§ Exercises:
a: Rewrite the paragraph in the email about BLOBs that begins "Jim, if you had a magic wand" as a short bulleted list, keeping its main points.
b: List every abbreviation written in capital letters that appears in the email about BLOBs.
c: According to the email about BLOBs, what is the worst thing about writing a book?

§ Given text:
Patrick Galbraith wrote:
Wow,
I turn away from my mail for a day or two and come back to find a
deluge of all these passionate emails and fervor. You'd think this was
a discussion on religion or politics. I suppose in a sense it is.
That's the worst thing about writing a book is that I often miss these
discussions!
Jim, if you had a magic wand, what would be the best way to store
BLOBs-- say if you were to be writing a DB app from scratch-- vs. the
way it is now implemented (pointer in server record) ? What is the
"right" way, and how do you deal with all the issues that people bring
up such as backup, etc, that you contend are issues only because they
were implemented wrongly in the first place?
I sometimes wonder about the issue of whether your (one's) RDBMS is
good, it should eat it's own dogfood by using itself for it's own
information as is the case with information schema. The age-old
question of whether to store BLOBs in the DB or not seems to be in
this category of philosophical arguments.
Good to hear from you, Patrick. I understand we'll see you this weekend.

§ Given information:
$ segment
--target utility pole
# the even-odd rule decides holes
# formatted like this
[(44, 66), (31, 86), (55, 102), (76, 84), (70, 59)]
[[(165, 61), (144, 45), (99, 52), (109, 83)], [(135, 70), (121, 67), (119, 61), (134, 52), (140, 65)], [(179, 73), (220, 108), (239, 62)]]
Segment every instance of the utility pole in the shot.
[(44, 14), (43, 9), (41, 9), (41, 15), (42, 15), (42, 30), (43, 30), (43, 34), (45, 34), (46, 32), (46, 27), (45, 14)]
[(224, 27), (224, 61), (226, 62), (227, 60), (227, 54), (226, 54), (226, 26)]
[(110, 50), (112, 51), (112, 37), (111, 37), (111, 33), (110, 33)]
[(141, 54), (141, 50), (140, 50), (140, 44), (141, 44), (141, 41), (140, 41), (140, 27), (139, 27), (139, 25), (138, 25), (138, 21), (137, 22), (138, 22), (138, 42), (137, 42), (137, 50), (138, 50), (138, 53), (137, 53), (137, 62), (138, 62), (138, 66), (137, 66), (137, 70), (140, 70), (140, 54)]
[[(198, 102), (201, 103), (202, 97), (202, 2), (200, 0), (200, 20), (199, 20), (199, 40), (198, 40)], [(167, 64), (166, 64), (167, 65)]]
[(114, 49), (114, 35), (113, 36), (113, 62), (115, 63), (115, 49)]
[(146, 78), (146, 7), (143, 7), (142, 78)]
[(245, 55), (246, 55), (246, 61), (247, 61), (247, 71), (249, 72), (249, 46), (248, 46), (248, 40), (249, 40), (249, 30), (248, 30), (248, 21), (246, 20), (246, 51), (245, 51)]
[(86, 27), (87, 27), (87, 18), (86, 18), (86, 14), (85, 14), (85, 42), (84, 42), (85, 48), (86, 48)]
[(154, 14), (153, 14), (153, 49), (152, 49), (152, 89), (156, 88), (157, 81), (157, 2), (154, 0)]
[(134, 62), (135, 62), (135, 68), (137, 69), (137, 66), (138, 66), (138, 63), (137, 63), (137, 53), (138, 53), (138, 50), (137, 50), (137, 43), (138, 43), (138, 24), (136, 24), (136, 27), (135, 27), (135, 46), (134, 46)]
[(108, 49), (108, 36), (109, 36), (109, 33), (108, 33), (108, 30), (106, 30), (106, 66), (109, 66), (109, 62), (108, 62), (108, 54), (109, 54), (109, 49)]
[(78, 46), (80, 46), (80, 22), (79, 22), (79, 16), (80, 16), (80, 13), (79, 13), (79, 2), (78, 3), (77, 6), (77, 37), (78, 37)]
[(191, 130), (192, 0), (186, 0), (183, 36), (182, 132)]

§ Final answers:
a:
- It asks Jim what the best way to store BLOBs would be if he had a magic wand and were writing a database app from scratch.
- It contrasts this with the current implementation, a pointer in the server record.
- It asks what the "right" way is.
- It asks how Jim would handle the issues people raise, such as backup, which he contends are issues only because they were implemented wrongly in the first place.

b:
- BLOBs
- DB
- RDBMS

c: The writer often misses these discussions.